(Point annotation dataset records)
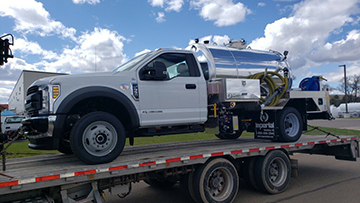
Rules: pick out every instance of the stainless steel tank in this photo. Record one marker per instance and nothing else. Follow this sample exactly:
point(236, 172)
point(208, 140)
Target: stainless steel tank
point(229, 62)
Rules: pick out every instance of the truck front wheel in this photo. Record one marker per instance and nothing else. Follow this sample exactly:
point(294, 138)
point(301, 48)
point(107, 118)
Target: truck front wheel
point(97, 137)
point(273, 172)
point(290, 125)
point(216, 181)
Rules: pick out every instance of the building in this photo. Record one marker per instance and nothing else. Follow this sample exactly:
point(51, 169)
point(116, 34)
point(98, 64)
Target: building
point(18, 95)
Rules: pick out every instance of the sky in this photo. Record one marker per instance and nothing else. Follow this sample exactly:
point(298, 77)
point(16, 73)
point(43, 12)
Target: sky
point(81, 36)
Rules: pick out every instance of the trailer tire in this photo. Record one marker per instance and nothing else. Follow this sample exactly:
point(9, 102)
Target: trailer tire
point(249, 172)
point(98, 137)
point(273, 172)
point(229, 136)
point(216, 181)
point(290, 125)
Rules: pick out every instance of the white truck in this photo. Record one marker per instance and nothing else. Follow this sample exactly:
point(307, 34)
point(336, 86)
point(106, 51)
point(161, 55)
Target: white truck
point(11, 124)
point(170, 91)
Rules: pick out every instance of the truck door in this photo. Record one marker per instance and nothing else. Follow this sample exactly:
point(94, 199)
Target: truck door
point(177, 99)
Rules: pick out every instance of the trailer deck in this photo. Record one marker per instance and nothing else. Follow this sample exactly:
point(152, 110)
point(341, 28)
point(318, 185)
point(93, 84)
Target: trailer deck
point(32, 173)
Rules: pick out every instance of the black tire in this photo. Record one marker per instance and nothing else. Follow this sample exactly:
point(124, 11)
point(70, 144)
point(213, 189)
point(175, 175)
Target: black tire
point(273, 172)
point(97, 137)
point(186, 184)
point(216, 181)
point(290, 125)
point(65, 148)
point(229, 136)
point(248, 172)
point(162, 184)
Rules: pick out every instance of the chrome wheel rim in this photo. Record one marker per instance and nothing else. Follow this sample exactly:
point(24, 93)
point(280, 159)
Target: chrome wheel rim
point(292, 125)
point(220, 184)
point(99, 138)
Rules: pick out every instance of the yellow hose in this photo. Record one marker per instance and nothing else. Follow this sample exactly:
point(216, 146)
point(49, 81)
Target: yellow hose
point(271, 85)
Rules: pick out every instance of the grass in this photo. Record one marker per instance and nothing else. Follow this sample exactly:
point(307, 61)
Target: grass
point(20, 149)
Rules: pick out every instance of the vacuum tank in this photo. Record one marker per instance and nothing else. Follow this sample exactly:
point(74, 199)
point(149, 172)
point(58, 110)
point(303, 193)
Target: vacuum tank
point(235, 61)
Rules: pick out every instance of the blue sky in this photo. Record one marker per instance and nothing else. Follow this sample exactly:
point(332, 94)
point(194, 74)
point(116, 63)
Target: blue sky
point(68, 36)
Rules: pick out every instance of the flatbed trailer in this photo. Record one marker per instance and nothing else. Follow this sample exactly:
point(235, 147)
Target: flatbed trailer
point(208, 170)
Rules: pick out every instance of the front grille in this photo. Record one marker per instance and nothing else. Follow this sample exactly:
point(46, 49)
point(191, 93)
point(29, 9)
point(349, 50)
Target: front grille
point(33, 101)
point(31, 90)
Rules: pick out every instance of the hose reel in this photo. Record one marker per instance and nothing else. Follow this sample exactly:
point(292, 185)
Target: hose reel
point(275, 92)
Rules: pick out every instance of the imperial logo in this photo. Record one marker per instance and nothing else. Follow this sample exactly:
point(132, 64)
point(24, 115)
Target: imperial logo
point(264, 117)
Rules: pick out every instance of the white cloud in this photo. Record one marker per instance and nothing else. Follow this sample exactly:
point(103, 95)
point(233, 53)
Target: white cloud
point(161, 17)
point(219, 40)
point(155, 3)
point(307, 29)
point(170, 5)
point(142, 52)
point(336, 76)
point(101, 49)
point(223, 12)
point(92, 2)
point(5, 94)
point(26, 47)
point(174, 5)
point(31, 17)
point(343, 50)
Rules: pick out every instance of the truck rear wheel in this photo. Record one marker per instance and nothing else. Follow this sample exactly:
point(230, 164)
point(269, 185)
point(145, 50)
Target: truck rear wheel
point(64, 148)
point(273, 172)
point(230, 136)
point(97, 137)
point(216, 181)
point(290, 125)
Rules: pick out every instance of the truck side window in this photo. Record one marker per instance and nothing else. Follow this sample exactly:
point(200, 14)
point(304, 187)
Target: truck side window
point(176, 65)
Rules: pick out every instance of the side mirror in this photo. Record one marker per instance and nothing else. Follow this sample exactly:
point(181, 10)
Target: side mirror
point(158, 72)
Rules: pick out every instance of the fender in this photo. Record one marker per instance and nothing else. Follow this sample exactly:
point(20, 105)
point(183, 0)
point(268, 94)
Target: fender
point(98, 91)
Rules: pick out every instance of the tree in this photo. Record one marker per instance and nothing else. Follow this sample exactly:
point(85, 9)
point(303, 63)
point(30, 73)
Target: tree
point(352, 88)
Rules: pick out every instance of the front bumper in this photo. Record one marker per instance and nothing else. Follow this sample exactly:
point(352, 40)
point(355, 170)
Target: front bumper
point(39, 127)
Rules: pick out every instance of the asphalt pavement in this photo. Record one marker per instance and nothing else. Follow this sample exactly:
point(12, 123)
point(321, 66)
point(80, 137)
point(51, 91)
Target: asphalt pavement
point(353, 124)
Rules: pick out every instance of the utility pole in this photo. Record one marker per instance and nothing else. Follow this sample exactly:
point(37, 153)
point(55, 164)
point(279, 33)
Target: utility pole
point(345, 83)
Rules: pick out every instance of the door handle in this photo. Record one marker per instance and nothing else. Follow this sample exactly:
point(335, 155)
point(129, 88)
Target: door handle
point(190, 86)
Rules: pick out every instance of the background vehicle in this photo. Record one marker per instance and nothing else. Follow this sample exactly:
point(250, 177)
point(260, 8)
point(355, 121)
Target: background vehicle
point(169, 92)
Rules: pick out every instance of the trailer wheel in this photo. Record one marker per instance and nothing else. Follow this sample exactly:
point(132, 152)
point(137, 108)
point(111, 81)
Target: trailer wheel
point(97, 137)
point(273, 172)
point(162, 184)
point(290, 125)
point(229, 136)
point(216, 181)
point(249, 172)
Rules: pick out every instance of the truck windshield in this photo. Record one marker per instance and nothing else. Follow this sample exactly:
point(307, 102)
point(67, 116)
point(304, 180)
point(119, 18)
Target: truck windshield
point(130, 64)
point(14, 119)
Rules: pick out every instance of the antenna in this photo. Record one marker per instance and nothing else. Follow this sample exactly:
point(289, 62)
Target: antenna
point(95, 58)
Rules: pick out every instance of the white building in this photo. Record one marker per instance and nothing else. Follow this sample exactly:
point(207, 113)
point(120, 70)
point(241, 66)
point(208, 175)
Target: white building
point(18, 95)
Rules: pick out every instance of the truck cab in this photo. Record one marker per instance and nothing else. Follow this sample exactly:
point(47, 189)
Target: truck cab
point(156, 93)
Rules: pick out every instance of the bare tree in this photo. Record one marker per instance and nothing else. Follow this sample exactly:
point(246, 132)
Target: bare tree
point(352, 88)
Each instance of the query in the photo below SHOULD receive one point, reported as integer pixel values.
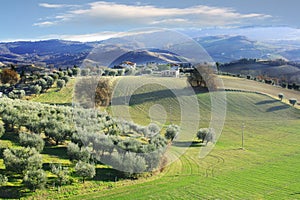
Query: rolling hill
(266, 169)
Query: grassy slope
(268, 168)
(55, 96)
(244, 84)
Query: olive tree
(206, 134)
(293, 101)
(3, 179)
(22, 159)
(85, 170)
(76, 153)
(32, 140)
(2, 130)
(171, 132)
(62, 174)
(60, 83)
(35, 179)
(280, 96)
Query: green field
(268, 167)
(56, 96)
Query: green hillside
(268, 167)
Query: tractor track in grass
(211, 169)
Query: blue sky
(93, 20)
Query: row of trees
(16, 86)
(91, 137)
(292, 101)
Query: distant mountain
(150, 55)
(222, 48)
(226, 48)
(282, 70)
(57, 52)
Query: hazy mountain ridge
(222, 48)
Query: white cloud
(48, 5)
(45, 23)
(113, 14)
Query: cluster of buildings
(172, 71)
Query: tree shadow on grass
(12, 192)
(108, 175)
(59, 151)
(277, 108)
(266, 102)
(188, 144)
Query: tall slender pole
(243, 126)
(170, 114)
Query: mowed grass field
(268, 167)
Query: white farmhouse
(128, 64)
(170, 73)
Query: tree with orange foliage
(9, 76)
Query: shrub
(32, 140)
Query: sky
(89, 20)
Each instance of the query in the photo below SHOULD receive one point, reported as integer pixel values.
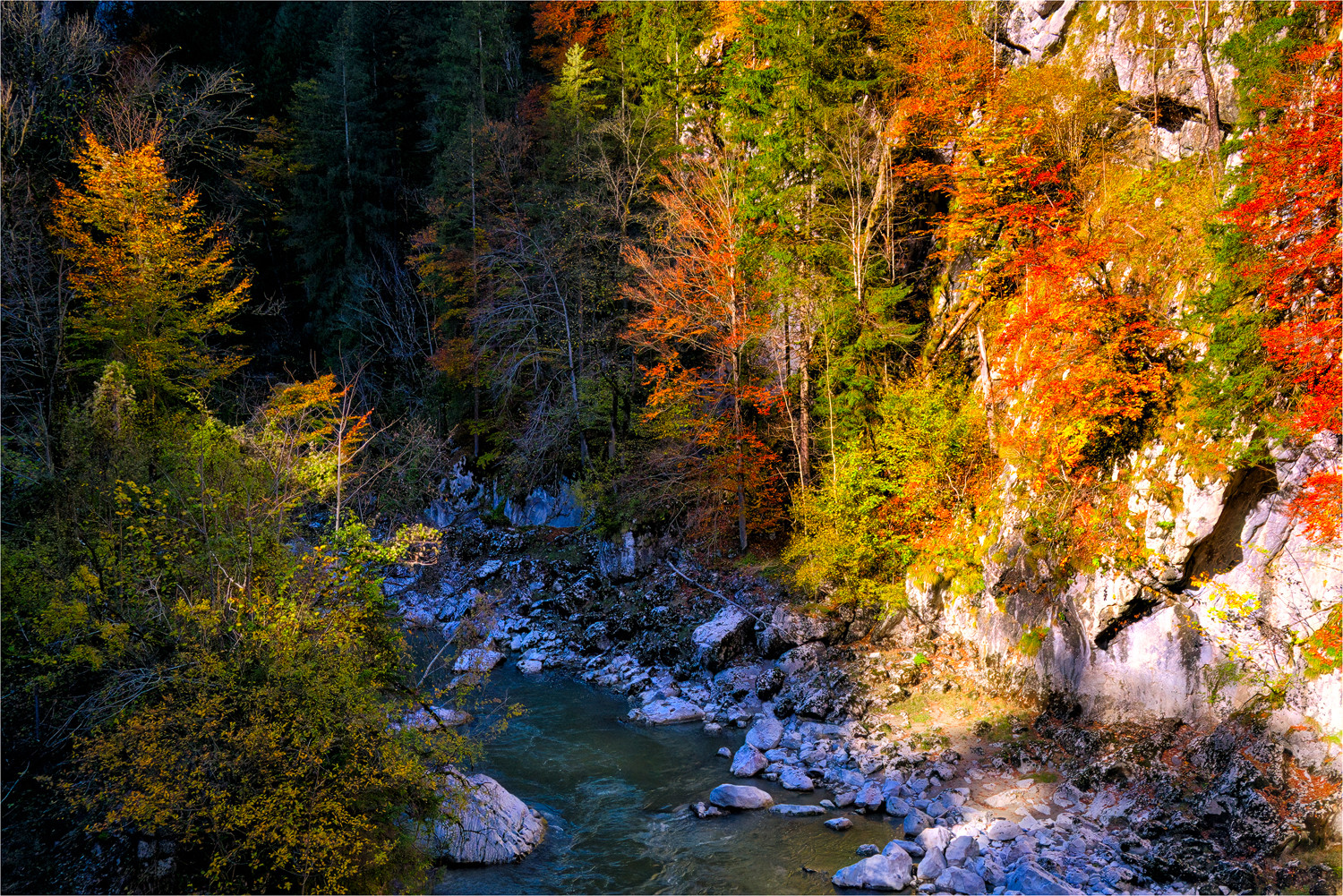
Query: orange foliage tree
(156, 278)
(1291, 223)
(704, 319)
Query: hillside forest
(832, 292)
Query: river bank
(891, 729)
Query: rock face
(740, 797)
(491, 828)
(877, 872)
(1122, 652)
(723, 637)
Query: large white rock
(486, 823)
(876, 872)
(477, 660)
(766, 734)
(748, 762)
(723, 637)
(740, 797)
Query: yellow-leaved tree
(153, 274)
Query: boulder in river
(959, 880)
(1029, 877)
(740, 797)
(877, 872)
(668, 713)
(748, 762)
(477, 660)
(766, 734)
(486, 825)
(723, 637)
(797, 810)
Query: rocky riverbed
(888, 721)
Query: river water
(617, 794)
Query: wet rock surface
(1042, 802)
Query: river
(617, 794)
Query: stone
(488, 568)
(916, 823)
(477, 660)
(722, 638)
(897, 806)
(935, 837)
(905, 847)
(962, 849)
(869, 796)
(959, 880)
(794, 810)
(668, 713)
(932, 864)
(740, 797)
(748, 762)
(876, 872)
(485, 825)
(766, 734)
(1029, 877)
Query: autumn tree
(703, 316)
(153, 274)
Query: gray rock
(877, 872)
(962, 849)
(740, 797)
(722, 638)
(485, 825)
(748, 762)
(869, 796)
(932, 864)
(916, 823)
(1029, 877)
(668, 713)
(897, 806)
(766, 734)
(488, 568)
(905, 847)
(797, 810)
(959, 880)
(935, 837)
(477, 660)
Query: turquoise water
(617, 794)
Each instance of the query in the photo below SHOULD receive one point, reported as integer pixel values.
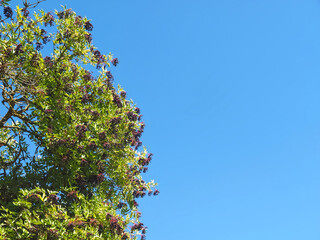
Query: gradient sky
(229, 91)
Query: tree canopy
(71, 156)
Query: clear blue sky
(229, 91)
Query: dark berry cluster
(73, 195)
(115, 226)
(64, 14)
(81, 130)
(85, 98)
(109, 75)
(132, 116)
(88, 26)
(137, 226)
(123, 94)
(48, 19)
(7, 11)
(19, 49)
(48, 62)
(102, 136)
(115, 121)
(52, 234)
(115, 62)
(53, 198)
(92, 145)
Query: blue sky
(229, 91)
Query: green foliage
(70, 167)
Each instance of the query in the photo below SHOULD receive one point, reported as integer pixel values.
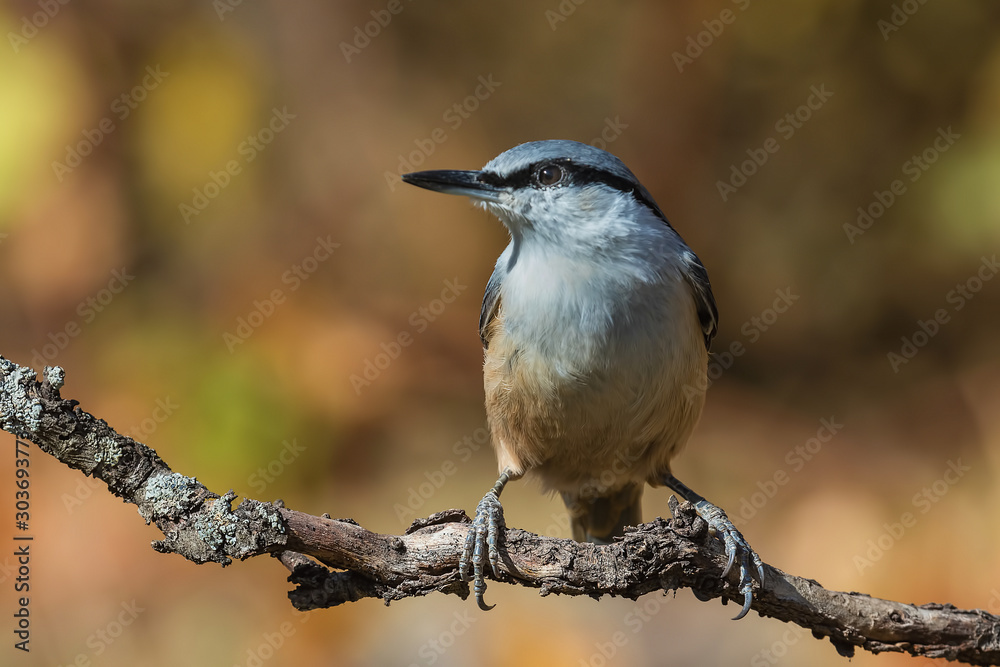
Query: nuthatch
(596, 325)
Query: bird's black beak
(452, 182)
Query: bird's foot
(736, 544)
(481, 546)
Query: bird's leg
(482, 540)
(733, 539)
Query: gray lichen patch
(239, 533)
(169, 495)
(19, 414)
(55, 376)
(107, 452)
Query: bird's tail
(601, 519)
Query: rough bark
(335, 561)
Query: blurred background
(201, 220)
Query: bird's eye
(550, 174)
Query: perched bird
(596, 325)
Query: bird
(596, 326)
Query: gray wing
(491, 304)
(701, 288)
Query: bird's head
(557, 193)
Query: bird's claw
(735, 544)
(481, 546)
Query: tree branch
(355, 563)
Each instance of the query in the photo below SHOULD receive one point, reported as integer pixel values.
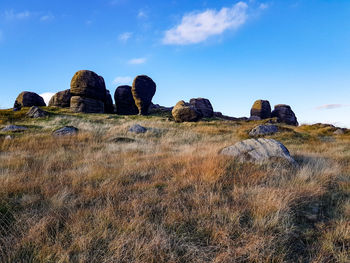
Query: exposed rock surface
(66, 130)
(36, 112)
(185, 112)
(263, 130)
(61, 99)
(143, 90)
(137, 129)
(86, 105)
(108, 105)
(13, 128)
(258, 151)
(124, 101)
(28, 99)
(203, 106)
(284, 114)
(261, 109)
(88, 92)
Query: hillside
(166, 195)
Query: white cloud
(331, 106)
(47, 96)
(137, 61)
(125, 37)
(122, 80)
(197, 27)
(12, 15)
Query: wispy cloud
(122, 80)
(137, 61)
(197, 27)
(332, 106)
(12, 15)
(125, 37)
(47, 96)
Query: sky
(294, 52)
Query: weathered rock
(108, 105)
(261, 108)
(137, 129)
(143, 90)
(88, 84)
(13, 128)
(284, 114)
(203, 106)
(61, 99)
(258, 151)
(36, 112)
(263, 130)
(124, 101)
(185, 112)
(86, 105)
(66, 130)
(28, 99)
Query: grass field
(107, 195)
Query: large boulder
(261, 109)
(203, 106)
(28, 99)
(143, 90)
(124, 101)
(35, 112)
(61, 99)
(185, 112)
(258, 151)
(86, 105)
(285, 114)
(108, 105)
(88, 84)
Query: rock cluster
(61, 99)
(28, 99)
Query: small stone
(137, 129)
(13, 128)
(263, 130)
(66, 130)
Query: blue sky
(295, 52)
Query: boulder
(262, 130)
(61, 99)
(261, 109)
(13, 128)
(88, 84)
(284, 114)
(203, 106)
(35, 112)
(258, 151)
(124, 101)
(143, 90)
(28, 99)
(66, 130)
(108, 105)
(184, 112)
(137, 129)
(86, 105)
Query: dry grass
(168, 196)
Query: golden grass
(168, 196)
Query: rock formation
(184, 112)
(124, 101)
(261, 109)
(258, 151)
(61, 99)
(143, 90)
(28, 99)
(203, 106)
(88, 92)
(284, 114)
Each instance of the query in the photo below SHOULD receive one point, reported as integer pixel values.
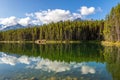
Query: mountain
(4, 28)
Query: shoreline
(104, 43)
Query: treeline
(108, 29)
(68, 30)
(112, 25)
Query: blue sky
(17, 9)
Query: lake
(59, 62)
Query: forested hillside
(108, 30)
(68, 30)
(112, 25)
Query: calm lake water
(59, 62)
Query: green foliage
(112, 25)
(68, 30)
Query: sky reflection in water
(45, 64)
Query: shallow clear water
(59, 62)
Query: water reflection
(44, 64)
(80, 61)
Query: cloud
(8, 21)
(55, 15)
(13, 60)
(45, 64)
(24, 21)
(86, 69)
(99, 9)
(87, 11)
(48, 16)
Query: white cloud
(24, 21)
(45, 64)
(8, 21)
(99, 9)
(48, 16)
(55, 15)
(87, 11)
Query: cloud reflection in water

● PROBLEM TO SOLVE
Set down only the lines running from the line with "Query: dry grass" to the end of the entries, inclusive; omit every picture.

● RESPONSE
Query: dry grass
(168, 196)
Query: golden grass
(168, 196)
Query: rock formation
(184, 112)
(124, 101)
(261, 109)
(258, 151)
(61, 99)
(143, 90)
(28, 99)
(203, 106)
(88, 92)
(284, 114)
Each instance of the query in the photo below SHOULD receive one point, reported as integer pixel values.
Query: mountain
(4, 28)
Query: shoreline
(104, 43)
Query: treeline
(108, 29)
(68, 30)
(112, 25)
Query: blue sky
(17, 9)
Query: lake
(59, 62)
Query: forested hillside
(108, 30)
(68, 30)
(112, 25)
Query: calm lake water
(59, 62)
Query: green foliage
(112, 25)
(68, 30)
Query: sky reflection in water
(45, 64)
Query: shallow clear water
(59, 62)
Query: water reflection
(44, 64)
(80, 61)
Query: cloud
(8, 21)
(55, 15)
(13, 60)
(45, 64)
(24, 21)
(86, 69)
(99, 9)
(87, 11)
(48, 16)
Query: white cloud
(24, 21)
(45, 64)
(8, 21)
(99, 9)
(48, 16)
(55, 15)
(87, 11)
Query: cloud reflection in water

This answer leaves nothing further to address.